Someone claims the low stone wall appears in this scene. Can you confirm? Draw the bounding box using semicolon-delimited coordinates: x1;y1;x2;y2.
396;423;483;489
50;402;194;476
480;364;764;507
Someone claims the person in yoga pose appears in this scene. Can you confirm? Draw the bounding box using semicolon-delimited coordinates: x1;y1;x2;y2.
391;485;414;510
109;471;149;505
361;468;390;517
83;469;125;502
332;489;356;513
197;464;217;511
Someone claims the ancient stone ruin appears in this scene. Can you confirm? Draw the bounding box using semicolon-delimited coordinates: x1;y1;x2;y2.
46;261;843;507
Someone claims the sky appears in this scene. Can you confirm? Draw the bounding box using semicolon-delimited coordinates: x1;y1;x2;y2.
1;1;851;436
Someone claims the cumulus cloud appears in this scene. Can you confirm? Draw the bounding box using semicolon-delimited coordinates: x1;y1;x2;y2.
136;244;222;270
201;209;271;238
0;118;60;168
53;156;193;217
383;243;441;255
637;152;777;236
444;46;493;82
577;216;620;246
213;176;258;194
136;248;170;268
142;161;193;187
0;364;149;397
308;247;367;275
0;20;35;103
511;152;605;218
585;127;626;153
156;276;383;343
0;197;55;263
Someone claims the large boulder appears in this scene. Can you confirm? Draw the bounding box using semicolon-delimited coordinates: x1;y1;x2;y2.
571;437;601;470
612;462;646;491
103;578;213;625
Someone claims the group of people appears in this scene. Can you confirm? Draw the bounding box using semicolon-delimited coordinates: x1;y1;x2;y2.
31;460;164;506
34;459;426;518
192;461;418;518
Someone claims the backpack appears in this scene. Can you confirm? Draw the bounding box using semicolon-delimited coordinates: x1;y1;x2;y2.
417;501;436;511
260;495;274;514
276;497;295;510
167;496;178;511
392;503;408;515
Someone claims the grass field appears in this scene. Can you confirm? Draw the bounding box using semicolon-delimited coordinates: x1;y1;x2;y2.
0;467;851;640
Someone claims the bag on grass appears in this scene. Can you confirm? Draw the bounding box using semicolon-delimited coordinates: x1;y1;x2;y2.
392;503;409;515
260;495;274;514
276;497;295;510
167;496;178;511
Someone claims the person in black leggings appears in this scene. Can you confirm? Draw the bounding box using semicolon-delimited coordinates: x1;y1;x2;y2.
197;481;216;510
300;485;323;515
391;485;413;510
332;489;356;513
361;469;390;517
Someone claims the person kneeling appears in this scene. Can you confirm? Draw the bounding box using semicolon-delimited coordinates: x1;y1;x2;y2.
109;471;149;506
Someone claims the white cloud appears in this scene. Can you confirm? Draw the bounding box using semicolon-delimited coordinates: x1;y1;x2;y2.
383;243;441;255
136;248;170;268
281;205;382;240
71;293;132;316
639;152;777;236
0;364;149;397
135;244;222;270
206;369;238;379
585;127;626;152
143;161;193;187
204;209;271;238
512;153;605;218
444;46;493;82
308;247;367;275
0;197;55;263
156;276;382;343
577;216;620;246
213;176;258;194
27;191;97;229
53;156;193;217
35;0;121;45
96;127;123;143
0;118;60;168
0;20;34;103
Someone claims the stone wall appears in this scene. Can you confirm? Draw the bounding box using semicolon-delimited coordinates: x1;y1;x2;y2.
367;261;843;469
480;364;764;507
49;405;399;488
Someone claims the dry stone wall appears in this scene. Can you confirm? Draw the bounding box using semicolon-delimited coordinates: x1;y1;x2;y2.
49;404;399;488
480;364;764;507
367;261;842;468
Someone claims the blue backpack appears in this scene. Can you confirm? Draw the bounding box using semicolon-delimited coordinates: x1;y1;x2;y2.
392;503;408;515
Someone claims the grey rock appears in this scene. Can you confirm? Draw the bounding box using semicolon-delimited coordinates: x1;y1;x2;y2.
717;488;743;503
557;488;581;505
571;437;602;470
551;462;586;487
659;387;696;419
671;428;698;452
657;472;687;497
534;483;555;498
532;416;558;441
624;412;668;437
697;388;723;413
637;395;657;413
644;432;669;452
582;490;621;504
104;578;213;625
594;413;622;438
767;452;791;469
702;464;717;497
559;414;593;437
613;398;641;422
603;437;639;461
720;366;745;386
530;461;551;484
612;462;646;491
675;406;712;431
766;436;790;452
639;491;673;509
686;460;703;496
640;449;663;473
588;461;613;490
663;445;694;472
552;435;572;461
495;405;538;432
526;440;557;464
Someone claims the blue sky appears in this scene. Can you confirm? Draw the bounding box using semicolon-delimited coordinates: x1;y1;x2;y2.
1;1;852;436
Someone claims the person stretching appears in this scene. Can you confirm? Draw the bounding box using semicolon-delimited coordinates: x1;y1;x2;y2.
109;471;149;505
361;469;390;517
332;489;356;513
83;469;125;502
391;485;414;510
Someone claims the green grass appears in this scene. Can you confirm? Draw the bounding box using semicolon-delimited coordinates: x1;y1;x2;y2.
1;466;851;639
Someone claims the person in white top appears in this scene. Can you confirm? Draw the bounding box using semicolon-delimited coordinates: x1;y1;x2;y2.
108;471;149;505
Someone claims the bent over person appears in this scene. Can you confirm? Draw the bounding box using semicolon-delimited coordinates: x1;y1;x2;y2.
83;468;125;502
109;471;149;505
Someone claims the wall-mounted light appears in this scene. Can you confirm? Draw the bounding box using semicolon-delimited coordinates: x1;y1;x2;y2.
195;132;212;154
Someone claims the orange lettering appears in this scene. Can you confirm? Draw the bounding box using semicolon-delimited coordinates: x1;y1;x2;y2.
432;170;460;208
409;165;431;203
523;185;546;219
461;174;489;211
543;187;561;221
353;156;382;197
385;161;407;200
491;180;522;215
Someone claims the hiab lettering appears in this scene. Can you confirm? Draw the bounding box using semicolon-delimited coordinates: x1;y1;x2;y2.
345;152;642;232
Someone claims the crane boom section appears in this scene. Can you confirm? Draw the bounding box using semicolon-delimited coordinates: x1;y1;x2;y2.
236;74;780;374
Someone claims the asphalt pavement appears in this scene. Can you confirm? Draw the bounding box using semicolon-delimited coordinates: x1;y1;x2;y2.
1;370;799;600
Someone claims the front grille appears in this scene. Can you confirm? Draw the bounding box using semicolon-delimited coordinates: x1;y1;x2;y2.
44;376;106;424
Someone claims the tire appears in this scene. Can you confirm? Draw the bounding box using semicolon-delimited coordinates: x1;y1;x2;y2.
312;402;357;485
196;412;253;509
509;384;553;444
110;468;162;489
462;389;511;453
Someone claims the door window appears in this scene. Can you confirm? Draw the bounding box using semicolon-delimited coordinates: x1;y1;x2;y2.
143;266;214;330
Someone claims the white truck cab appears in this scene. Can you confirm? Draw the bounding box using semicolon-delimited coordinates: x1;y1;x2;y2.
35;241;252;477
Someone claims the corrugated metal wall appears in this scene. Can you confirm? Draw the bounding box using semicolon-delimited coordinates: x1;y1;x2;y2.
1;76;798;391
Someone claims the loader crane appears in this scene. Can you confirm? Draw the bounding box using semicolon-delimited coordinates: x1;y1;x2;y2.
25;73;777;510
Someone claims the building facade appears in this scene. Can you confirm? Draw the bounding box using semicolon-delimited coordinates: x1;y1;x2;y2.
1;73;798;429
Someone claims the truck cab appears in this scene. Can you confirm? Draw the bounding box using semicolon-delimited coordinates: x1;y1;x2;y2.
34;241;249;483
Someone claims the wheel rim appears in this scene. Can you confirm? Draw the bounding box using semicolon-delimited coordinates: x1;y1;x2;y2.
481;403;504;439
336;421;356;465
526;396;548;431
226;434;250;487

━━━━━━━━━━━━━━━━━━━━

- The task
Write out exactly the lines that run from the one containing "Someone claims the wheel" to the end of the records, both end lines included.

- Reply
Someone claims the wheel rim appears in this scene. Can you confirm? Draw the bounding box using semicolon-delimited coordinates: x1;y1;x2;y2.
481;403;504;439
336;421;356;465
526;396;548;431
226;434;250;487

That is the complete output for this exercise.